* _Assigned task A_: In the NSSLHA meeting minutes, since when has the speaker been in recovery?
* _Assigned task B_: Echo the stretch of the NSSLHA meeting minutes from "- She had speech" through "comprehension is good.".
* _Assigned task C_: Proceed with the NSSLHA meeting minutes, starting after the last point shown.

··· Quoted passage ···

Wednesday, May 27, 2009

NSSLHA Meeting Minutes May 4th, 2009

NSSLHA Meeting 5/4/2009
Speaker: Debbie Schram
- Announcement: Work for Hallmark Rehabiliation for one year after you graduate, and they will pay for your tuition or student loan. You can visit their website for more information at

- She has been in recovery since July of 2007
- She progressed into state where she couldn’t communicate with anyone. She didn’t know what was going on.
- She struggled to find the words to use to say “I had a stroke.”
- Has left hemisphere brain tumor
- Gave her 4 months to live.
- She was given signs on paper so she could point to yes, no, right left.
- She had speech therapist that came to her house. She had worksheets for filling out phrases, prepositional phrases, sequencing steps.
- The speech therapy was helpful.
- Her and the speech therapist would have conversations.
- At 18th month, there was a period of spontaneous recovery- she was able to communicate much better.
- She would use content words and leave out all of the function words. At 18 months, she could use more function words so people could understand what she meant.
- Her comprehension is good.
- She participated in a cancer retreat. She was overwhelmed. She was aware of everything that was going on, but she couldn’t understand what was wrong with her and why she couldn’t communicate.
- She could write, but she couldn’t speak.

··· Data excerpt ···

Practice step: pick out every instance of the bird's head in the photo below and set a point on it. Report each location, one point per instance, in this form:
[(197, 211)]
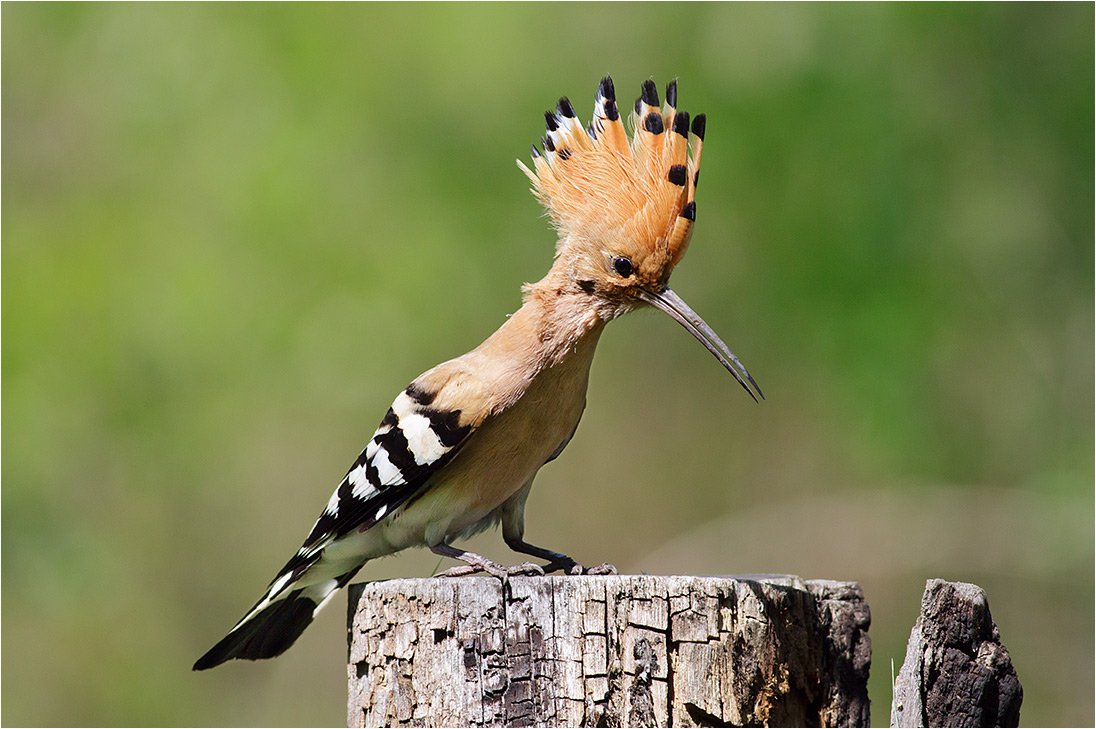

···

* _Your response A_: Since July of 2007.

* _Your response B_:
- She had speech therapist that came to her house. She had worksheets for filling out phrases, prepositional phrases, sequencing steps.
- The speech therapy was helpful.
- Her and the speech therapist would have conversations.
- At 18th month, there was a period of spontaneous recovery- she was able to communicate much better.
- She would use content words and leave out all of the function words. At 18 months, she could use more function words so people could understand what she meant.
- Her comprehension is good.

* _Your response C_:
- She thinks others perceived her to be retarded, incompetent.
- Using gestures, the computer, facial expressions, yes or no questions work well for her.
- She has trouble finding specific words.
- Pictures work well, flashcards that have a picture on one side and word on the other are also helpful.
- DMV, police don’t understand what aphasia is. Using a card that explains her situation helps.
- One thing SLPs can do to help people with aphasia is help the families understand what the impairments are and what they aren’t, what the patient’s strengths and weaknesses are.
- Debbie is in a rehabiliation program at Coastline College for people with brain injuries. Debbie is in the language class. All of her classmates have good comprehension, but poor speaking abilities.
- Her sister, Marilyn, uses various strategies to communicate with Debbie – she can point to an option of 2 things, waiting for a response, not talking too much, not guessing/anticipating what Debbie is going to say, and to not push Debbie to talk.
- Writing is easier for her than speaking. Sometimes the same mistake comes out in the writing as it does in speaking.
- She is good at reading out loud. It is a little hard to pronounce some words.